**PROVIDED PASSAGE**
* * * * * * * * *
Initiatives such as the furlough scheme are expensive and government income is down because lower wages and spending mean people are paying less tax.
Why does the government borrow money?
The government borrows because it spends more than it gets in income.
Most of its income comes from taxes - for example, income tax from your pay cheque or the VAT you pay on certain goods.
It could, in theory, cover all of its spending from taxes - and in some years that has happened.
But governments have not always been willing to increase taxes enough to cover their spending. This is partly for political reasons - it would be unpopular with voters.
There are also other reasons for not raising taxes. If higher taxes leave people with less money to spend, it can be bad for economic growth and jobs.
How much does the government borrow?
The amount the government borrows to make up the difference between what it spends and what it collects is known as "public sector net borrowing".
It is also often referred to as "the deficit".
The latest data shows that the UK government borrowed £8.8bn in January, which was the the highest January figure since monthly records began in 1993,
It has been estimated that borrowing could reach £393.5bn by the end of the financial year in March.
How does the government borrow money?
The government borrows money by selling bonds.
A bond is a promise to make payments to whoever holds it on certain dates. There is a large payment on the final date - in effect, the repayment.
Interest is also paid to whoever owns the bond in the meantime. So it's basically an interest-paying "IOU".
The buyers of these bonds, or "gilts", are mainly financial institutions, like pension funds, investment funds, banks and insurance companies.
Private savers also buy some.
Some also end up being bought by the Bank of England as part of its current attempts to boost spending and investment in the economy.
Under this policy - known as "quantitative easing" - the Bank has so far bought £875bn of government bonds.
Government bonds appeal to investors as they are seen as essentially safe - there is no risk that the money won't be paid.
You won't lose your money and you know precisely when and how much the payments will be.
When does it have to be paid back?
It varies a lot.
Some government borrowing has to be repaid in a month, but some lending is for as long as 30 years.
* * * * * * * * *
**DATA**
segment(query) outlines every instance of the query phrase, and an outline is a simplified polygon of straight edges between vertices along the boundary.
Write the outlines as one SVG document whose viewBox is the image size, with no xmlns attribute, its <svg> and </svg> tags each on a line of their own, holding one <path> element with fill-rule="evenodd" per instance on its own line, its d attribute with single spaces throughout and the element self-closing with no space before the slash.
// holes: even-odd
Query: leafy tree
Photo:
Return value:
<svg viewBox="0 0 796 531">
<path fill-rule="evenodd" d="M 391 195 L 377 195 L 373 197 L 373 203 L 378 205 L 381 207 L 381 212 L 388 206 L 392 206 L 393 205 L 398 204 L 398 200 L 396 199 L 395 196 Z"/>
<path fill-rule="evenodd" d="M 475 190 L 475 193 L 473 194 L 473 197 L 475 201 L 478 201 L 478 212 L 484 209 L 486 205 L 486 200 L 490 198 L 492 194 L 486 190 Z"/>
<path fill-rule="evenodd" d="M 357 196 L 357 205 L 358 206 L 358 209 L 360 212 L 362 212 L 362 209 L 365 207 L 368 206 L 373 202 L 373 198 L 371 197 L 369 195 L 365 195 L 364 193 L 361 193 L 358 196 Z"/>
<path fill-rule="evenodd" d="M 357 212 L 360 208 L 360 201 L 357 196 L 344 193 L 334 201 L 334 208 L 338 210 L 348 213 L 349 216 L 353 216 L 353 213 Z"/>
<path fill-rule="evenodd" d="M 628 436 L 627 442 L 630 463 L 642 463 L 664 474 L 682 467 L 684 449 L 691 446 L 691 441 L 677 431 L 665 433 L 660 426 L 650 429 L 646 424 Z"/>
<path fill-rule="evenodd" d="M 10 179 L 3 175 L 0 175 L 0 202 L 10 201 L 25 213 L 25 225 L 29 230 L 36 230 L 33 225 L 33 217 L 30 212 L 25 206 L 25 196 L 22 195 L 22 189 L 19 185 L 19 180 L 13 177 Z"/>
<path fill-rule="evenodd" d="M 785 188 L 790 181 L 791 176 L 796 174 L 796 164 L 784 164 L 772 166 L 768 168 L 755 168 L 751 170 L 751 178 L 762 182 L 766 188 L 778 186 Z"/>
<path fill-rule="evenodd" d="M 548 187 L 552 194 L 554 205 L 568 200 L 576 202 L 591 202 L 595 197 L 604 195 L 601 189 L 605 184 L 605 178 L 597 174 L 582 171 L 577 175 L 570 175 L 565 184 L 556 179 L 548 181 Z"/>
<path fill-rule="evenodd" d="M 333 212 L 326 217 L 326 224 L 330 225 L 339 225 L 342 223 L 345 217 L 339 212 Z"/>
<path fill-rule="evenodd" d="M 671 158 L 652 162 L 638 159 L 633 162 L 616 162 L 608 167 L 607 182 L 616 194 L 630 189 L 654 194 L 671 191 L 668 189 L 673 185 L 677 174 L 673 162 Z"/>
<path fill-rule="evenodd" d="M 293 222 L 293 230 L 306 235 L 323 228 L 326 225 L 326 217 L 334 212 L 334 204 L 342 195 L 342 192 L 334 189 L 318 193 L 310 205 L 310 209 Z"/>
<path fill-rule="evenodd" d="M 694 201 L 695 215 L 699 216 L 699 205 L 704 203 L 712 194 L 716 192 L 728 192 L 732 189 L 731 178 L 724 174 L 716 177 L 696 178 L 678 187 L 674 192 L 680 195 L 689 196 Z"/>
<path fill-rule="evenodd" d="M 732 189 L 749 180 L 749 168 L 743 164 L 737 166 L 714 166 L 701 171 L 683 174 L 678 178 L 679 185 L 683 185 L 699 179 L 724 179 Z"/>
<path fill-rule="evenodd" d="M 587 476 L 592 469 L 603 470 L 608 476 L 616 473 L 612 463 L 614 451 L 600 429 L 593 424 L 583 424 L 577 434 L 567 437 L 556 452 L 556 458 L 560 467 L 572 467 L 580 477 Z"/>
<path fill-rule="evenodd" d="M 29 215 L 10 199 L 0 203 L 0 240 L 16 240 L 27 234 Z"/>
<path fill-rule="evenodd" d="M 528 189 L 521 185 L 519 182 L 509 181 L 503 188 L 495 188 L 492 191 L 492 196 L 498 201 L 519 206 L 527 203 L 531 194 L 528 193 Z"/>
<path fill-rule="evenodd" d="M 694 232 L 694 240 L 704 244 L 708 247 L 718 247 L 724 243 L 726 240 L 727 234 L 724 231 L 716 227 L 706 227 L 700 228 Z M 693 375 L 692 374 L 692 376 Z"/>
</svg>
* * * * * * * * *
**STATED TASK**
Retype the section of the government borrowing passage above word for word, beginning with "The amount the" and ending after "by selling bonds.".

**WRITTEN REPLY**
The amount the government borrows to make up the difference between what it spends and what it collects is known as "public sector net borrowing".
It is also often referred to as "the deficit".
The latest data shows that the UK government borrowed £8.8bn in January, which was the the highest January figure since monthly records began in 1993,
It has been estimated that borrowing could reach £393.5bn by the end of the financial year in March.
How does the government borrow money?
The government borrows money by selling bonds.